PROVIDED RECORDS:

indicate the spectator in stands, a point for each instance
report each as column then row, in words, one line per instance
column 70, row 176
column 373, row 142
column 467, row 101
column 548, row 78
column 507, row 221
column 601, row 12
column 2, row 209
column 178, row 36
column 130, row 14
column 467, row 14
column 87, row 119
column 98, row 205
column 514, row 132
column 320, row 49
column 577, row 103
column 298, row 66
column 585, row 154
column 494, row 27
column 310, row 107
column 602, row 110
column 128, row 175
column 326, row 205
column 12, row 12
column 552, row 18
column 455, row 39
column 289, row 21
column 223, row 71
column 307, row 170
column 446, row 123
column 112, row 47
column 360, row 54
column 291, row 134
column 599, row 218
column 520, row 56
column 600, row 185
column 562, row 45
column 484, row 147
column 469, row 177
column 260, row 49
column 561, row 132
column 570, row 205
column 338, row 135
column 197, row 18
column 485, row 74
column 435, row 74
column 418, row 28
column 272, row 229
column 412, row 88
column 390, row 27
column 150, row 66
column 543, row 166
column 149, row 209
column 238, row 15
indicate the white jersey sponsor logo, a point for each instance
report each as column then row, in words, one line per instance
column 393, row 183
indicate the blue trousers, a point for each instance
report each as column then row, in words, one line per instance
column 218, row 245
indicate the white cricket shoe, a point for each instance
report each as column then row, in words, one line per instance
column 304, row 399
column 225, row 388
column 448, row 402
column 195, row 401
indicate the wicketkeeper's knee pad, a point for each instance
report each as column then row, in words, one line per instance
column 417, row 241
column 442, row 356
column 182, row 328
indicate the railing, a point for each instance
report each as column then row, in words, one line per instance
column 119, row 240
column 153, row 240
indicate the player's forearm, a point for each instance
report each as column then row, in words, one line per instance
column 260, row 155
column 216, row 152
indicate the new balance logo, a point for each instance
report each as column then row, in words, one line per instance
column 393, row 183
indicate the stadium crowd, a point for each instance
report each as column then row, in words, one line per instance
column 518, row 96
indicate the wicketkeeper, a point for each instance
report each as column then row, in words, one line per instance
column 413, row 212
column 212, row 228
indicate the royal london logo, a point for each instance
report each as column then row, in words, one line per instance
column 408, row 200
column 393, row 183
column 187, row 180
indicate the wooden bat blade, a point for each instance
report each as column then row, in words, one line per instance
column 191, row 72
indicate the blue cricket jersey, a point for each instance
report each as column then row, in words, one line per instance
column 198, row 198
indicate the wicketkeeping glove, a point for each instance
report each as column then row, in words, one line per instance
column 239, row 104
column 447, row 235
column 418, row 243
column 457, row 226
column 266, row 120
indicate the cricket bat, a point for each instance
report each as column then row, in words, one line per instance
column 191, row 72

GIVEN EXERCISE:
Can you rewrite only the lines from the one containing "indicate the wicketkeeper's" through the one containing "column 518, row 96", with "railing" changed to "barrier" and everything else left as it is?

TASK RESPONSE:
indicate the wicketkeeper's knee pad, a point for each instance
report each as column then row, in words, one line per instance
column 417, row 241
column 442, row 356
column 182, row 328
indicate the barrier, a point for each instance
report each as column then row, in words, one line per instance
column 119, row 240
column 153, row 240
indicate the player's forearm, a point for each instance
report each as column then row, in words, one line per instance
column 260, row 155
column 216, row 152
indicate the new balance logo, a point for each instance
report each as column then row, in words, one line per instance
column 393, row 183
indicate the stadium crowd, a point for each instance
report each as column then row, in words, one line per instance
column 518, row 96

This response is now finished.